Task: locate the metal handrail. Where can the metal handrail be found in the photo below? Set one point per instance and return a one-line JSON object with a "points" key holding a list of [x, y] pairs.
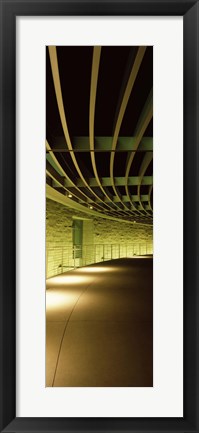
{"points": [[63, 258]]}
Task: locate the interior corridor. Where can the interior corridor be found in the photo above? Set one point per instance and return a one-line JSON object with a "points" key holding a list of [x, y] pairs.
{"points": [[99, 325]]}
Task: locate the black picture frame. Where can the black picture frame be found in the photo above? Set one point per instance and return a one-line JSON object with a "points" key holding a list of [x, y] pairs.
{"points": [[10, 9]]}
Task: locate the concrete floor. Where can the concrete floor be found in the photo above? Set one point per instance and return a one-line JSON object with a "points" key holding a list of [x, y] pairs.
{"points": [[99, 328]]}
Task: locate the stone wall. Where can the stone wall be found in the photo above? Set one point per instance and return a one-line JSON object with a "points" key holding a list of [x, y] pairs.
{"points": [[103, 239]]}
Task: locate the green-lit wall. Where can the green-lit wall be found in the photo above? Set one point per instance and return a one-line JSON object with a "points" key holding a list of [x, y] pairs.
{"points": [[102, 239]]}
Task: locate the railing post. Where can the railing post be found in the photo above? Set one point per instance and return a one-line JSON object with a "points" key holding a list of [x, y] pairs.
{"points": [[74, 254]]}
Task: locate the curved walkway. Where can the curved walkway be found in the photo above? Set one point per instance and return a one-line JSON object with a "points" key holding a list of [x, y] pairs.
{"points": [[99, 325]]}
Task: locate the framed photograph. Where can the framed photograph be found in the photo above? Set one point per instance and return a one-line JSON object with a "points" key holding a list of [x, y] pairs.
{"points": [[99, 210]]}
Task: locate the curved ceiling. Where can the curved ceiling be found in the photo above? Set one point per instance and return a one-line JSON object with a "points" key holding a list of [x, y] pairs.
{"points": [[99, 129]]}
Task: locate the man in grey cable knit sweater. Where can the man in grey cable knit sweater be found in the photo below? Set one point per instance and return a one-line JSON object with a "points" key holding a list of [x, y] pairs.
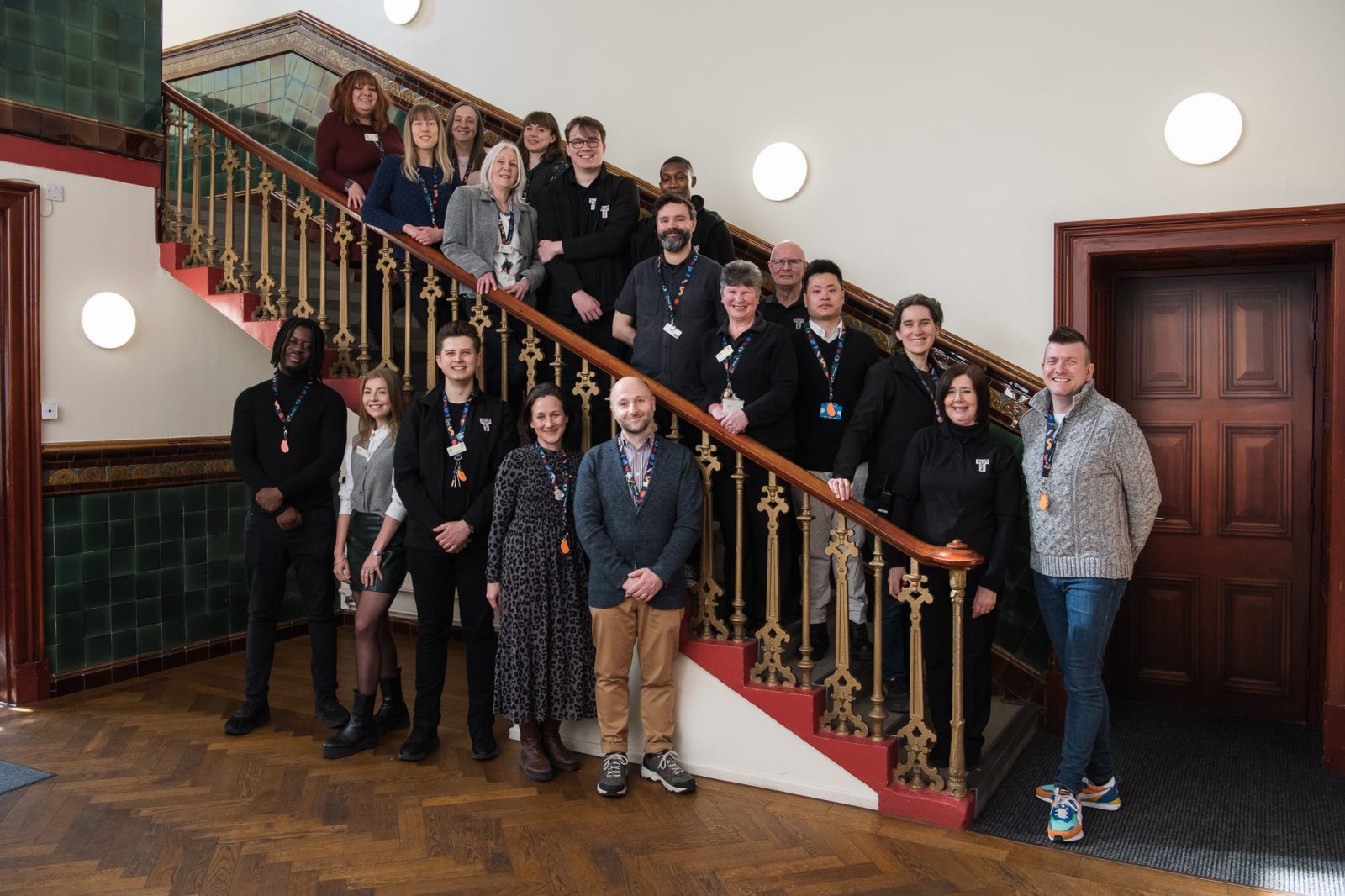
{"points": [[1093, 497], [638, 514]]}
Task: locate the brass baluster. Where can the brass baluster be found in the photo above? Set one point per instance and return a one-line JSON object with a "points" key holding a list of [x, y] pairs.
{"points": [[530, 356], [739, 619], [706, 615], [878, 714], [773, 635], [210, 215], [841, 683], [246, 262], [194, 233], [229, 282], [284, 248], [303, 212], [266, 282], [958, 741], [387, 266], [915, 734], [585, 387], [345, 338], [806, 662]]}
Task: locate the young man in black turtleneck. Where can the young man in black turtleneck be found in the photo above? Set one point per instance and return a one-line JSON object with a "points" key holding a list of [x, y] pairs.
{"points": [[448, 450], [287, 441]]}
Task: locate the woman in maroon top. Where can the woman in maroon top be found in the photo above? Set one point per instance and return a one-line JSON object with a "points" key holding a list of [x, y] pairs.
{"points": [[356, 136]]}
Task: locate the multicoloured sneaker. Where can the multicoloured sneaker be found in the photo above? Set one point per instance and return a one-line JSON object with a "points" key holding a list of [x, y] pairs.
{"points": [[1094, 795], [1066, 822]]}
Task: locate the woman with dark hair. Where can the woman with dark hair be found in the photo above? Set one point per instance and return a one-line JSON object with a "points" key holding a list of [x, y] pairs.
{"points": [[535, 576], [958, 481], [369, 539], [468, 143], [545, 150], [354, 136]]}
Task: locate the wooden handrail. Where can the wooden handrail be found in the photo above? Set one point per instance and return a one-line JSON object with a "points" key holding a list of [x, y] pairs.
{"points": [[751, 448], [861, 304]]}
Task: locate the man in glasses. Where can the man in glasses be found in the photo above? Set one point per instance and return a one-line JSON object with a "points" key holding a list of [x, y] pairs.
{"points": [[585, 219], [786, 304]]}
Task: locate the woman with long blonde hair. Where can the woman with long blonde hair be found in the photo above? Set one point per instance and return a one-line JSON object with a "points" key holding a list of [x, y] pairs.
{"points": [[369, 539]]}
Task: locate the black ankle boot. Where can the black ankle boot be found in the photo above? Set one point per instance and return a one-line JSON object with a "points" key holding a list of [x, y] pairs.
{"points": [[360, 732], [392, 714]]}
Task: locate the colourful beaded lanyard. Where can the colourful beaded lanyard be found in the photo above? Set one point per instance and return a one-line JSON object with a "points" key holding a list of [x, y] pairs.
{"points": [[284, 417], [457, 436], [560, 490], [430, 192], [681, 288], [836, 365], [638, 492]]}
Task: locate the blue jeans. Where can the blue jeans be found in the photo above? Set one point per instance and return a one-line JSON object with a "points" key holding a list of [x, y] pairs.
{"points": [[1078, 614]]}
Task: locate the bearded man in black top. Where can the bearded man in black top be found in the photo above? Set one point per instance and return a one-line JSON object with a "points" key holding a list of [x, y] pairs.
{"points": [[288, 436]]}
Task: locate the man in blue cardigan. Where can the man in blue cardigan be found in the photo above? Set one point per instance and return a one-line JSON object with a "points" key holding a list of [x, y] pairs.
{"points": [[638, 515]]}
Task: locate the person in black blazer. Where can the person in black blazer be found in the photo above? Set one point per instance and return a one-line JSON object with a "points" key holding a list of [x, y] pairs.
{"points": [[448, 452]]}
******************************
Stated task: Pull every line of the records above into your reply, word for word, leaving out the pictures.

Output for this exercise:
Task: locate the metal handrail. Where can the metal handrail be found in the photo below? Set one point per instance and return a one-line JSON object with a "points" key holding a list of [x, y] pairs.
{"points": [[63, 258]]}
Task: locate the interior corridor. Where can the interior corridor be found in the photo above? Set one point per instance and return a one-line JSON object with a "points" key holding a list of [x, y] pairs.
{"points": [[99, 325]]}
Task: locate the black picture frame. Where can the black picture frame be found in the photo above? Set one point per instance and return a one-line JSON object with a "points" key holding a list of [x, y] pairs.
{"points": [[10, 9]]}
Task: locate the concrete floor. Where can the concrete floor be found in the photo above? Set one point per instance and return a one-line JSON object with a "points" key holding a list of [x, y] pairs.
{"points": [[99, 328]]}
Task: locate the stone wall. Where can the stone wall be found in the photo above? Set one point per instance and return a one-line JSON object with a "points" key holding a list of [x, y] pairs.
{"points": [[103, 239]]}
Task: locate the green-lit wall. Where can the green-lit wall be found in the photo above? Set one point per instance and return a one-line JSON object with a "points" key holding a list of [x, y] pairs.
{"points": [[102, 239]]}
Task: locate the railing post. Where can the railing post be found in the photo above? Set one point per instance and return a one-line JSON object with a "points" key holding a list of [x, y] pairs.
{"points": [[74, 254]]}
Task: locate the curved walkway. Where can the curved walkway be found in the photo above? Set one point per instance and return a one-line JSON object with a "points" key holding a list of [x, y] pairs.
{"points": [[99, 325]]}
Task: locate the framed photograph. Where can the framed photograph be found in the photo above? Set one point per instance and return a one-line JSON object with a "points" key holding a list of [x, y] pairs.
{"points": [[99, 210]]}
Task: locate the curved ceiling. Where can the curved ceiling be found in the photo above? Set one point per instance and return a one-line JSON object with a "points" key holding a list of [x, y] pairs.
{"points": [[99, 129]]}
Task: locate the man in grey cable knit sweater. Where can the man in grey cable knit sweater be found in the photo below? Set one point per instance and return a one-line JSON object with a "points" key holding a list of [x, y] pairs.
{"points": [[1093, 497], [638, 514]]}
Task: locate the brass baluster. Where can the brass baluster be found in the photo above? Set one point per instance and return a one-line JSON object with a "points" key holding a list of [x, y] pairs.
{"points": [[530, 356], [739, 619], [706, 615], [878, 714], [773, 635], [210, 215], [841, 683], [246, 262], [194, 233], [229, 282], [284, 248], [303, 212], [266, 282], [958, 741], [387, 266], [915, 734], [585, 387], [345, 338], [806, 662]]}
Task: locate the young man in black turtleneck. Where can the young man in black turtleneck be found in the photo above? Set one point per instance and return a one-line JSON object with a "points" key holding a list of [x, y] pairs.
{"points": [[448, 450], [287, 441]]}
Task: locate the woman in maroon top. Where can the woman in maroon top be found in the photo above? Set one point per instance and return a one-line JSON object with a "points" key holding a list of [x, y] pairs.
{"points": [[356, 136]]}
Task: locate the multicoloured sneaker. Where can the multicoloured sneaker be found in the photo above? Set one point per instance and return a one-line JSON object with a "points" key holding a list of [x, y] pairs.
{"points": [[1094, 795], [1066, 822]]}
Task: locate the woman with dark hair. Where can the woman with dark hair be found in the photo above? Set one point per instance and return a one-line JSON object with a "points" key holding a list of [x, y] pairs.
{"points": [[535, 576], [958, 481], [369, 539], [468, 143], [545, 150], [354, 136]]}
Task: locate the wooden handrail. Where can the wooden handrail be found in the photo above? Set one point per instance and return a one-line JSON object with a "points" key holding a list of [x, y] pairs.
{"points": [[751, 448], [861, 304]]}
Task: locate the man in glasses. Where can the man in glasses be found in the photo above? Set one point per instance and return a one-line JSON object with a "points" key holding a list of [x, y] pairs.
{"points": [[585, 219], [786, 304]]}
Task: locate the woman with long blonde hair. Where can the woman with long blonde hair be found in the photo above? Set one point per instance and return a one-line JSON object with a "points" key holding a list of [x, y] pairs.
{"points": [[369, 539]]}
Task: locate the black ankle boot. Where can the black ankle boot be found in the photo above? Set one point per instance and return a one-line JSON object with a "points" key holding a list of [x, y] pairs.
{"points": [[360, 732], [392, 714]]}
Task: locate the colourful beaded lanyard. Where can the colourful beaded lanyard be found in the photo above? Set one point per instance and return a one-line JSON object with a "points" key holding a list of [x, y] pairs.
{"points": [[284, 417], [457, 436], [560, 490], [430, 192], [681, 288], [836, 365], [638, 492]]}
Task: locate the blue jeans. Where can the blue jeans be found in the photo above? Set one point per instance and return a one-line JSON object with a "points" key holding a list of [x, y] pairs.
{"points": [[1078, 614]]}
Task: locate the bearded man in black top. Where can the bearded man in black top be found in the photo above? Set one point per instance and return a one-line JSON object with a "points" key holding a list of [x, y] pairs.
{"points": [[288, 436]]}
Task: locate the man in blue cardigan. Where can the man in blue cardigan be found in the photo above? Set one point per instance and return a one-line JSON object with a "points" key holding a list of [x, y] pairs.
{"points": [[638, 515]]}
Task: locate the person in black blazer. Where can the person in black blazer be found in the photo above? Set one point per instance and return a one-line JSON object with a "points" key holding a list of [x, y] pairs.
{"points": [[448, 452]]}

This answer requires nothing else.